[Brief]
Copy out each line of the data below in which "pick" appears.
··········
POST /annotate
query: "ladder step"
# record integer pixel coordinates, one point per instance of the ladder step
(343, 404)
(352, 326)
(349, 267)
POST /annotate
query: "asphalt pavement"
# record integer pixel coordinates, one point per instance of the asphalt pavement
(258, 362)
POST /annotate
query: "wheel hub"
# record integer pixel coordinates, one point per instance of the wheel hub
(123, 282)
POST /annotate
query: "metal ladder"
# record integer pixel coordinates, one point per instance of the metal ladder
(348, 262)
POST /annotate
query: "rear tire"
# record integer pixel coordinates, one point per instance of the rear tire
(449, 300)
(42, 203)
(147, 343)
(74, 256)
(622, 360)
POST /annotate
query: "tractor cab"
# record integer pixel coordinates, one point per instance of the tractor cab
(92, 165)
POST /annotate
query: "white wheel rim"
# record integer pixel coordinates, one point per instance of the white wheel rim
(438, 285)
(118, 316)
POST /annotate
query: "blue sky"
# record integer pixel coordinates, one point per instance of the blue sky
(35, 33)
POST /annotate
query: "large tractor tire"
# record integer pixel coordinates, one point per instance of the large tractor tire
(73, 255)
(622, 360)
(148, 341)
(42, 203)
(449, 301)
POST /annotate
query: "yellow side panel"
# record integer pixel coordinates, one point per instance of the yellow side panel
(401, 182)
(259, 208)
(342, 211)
··········
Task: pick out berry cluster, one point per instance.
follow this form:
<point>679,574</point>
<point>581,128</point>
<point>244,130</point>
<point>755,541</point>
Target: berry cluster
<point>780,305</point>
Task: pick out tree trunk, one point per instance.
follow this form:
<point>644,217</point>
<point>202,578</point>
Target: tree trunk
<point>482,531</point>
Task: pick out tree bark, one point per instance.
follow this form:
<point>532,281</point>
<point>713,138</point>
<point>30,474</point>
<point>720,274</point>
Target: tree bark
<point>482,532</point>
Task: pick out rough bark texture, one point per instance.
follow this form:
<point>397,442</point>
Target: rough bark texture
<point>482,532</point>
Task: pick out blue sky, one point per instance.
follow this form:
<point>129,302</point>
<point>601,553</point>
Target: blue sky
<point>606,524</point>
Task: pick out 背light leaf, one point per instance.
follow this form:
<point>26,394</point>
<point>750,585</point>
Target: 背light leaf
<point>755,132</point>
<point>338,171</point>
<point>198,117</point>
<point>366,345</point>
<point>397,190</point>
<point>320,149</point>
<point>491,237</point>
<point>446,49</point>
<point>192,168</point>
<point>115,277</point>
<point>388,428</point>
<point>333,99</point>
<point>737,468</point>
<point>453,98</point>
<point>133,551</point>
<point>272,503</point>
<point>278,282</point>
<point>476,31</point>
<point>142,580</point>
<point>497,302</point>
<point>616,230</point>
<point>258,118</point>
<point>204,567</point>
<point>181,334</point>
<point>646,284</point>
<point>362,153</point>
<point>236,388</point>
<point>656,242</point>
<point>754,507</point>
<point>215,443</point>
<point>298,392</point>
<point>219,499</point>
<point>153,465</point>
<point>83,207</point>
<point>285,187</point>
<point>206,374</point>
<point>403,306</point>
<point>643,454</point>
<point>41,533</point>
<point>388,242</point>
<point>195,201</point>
··········
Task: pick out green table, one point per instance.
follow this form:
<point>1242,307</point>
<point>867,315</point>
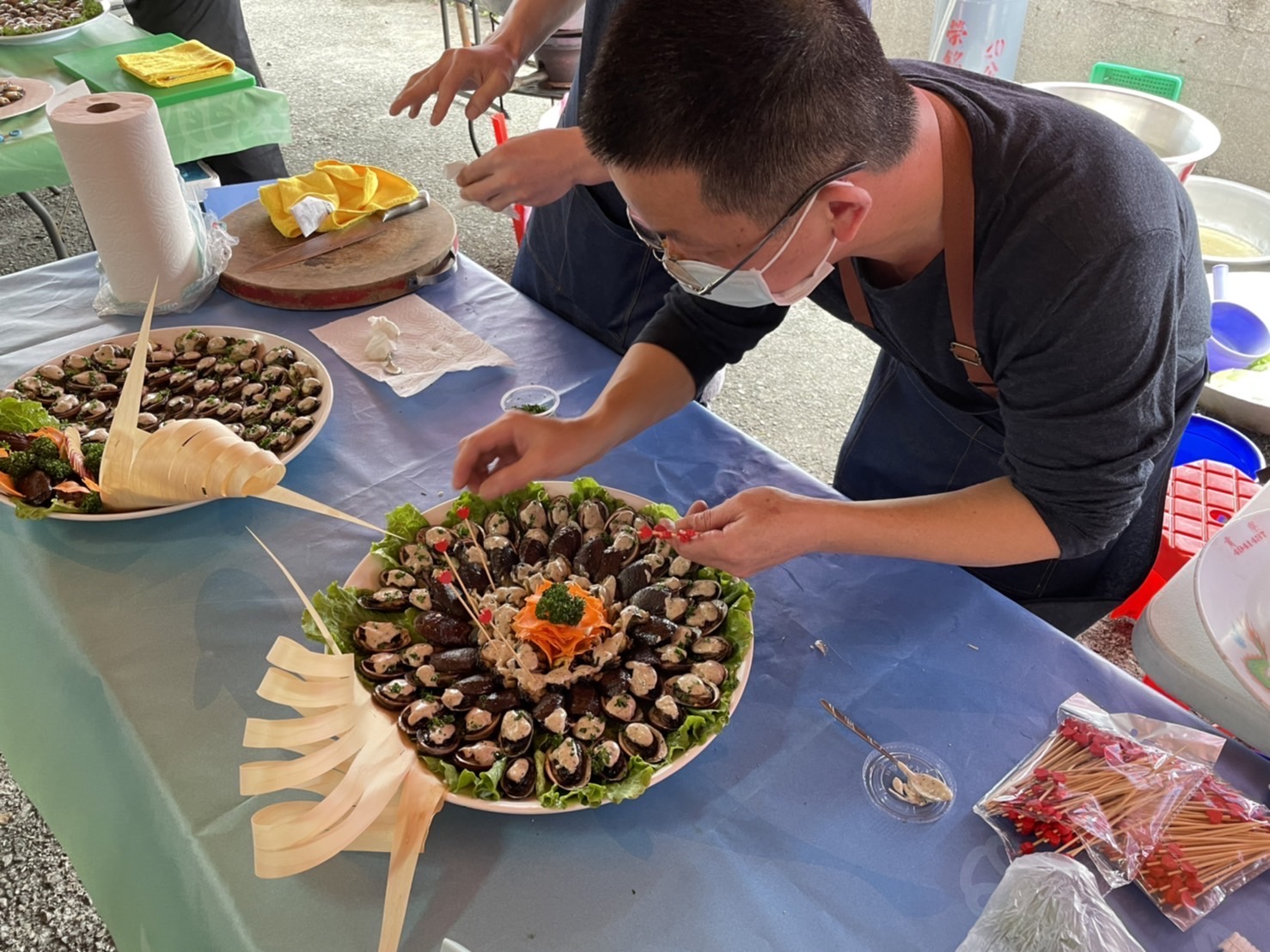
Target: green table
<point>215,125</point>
··········
[Answer section]
Task: pick out berry cluster, one point per instance.
Task: pick out tree trunk, one point per instance.
Task: pick out tree bark, one point per instance.
Task: pick out rough bark texture, one point per instance.
Task: pick out blue sky, one point per instance.
Task: pick out 背light leaf, one point per instance.
Task: pick out green table, one point per instance.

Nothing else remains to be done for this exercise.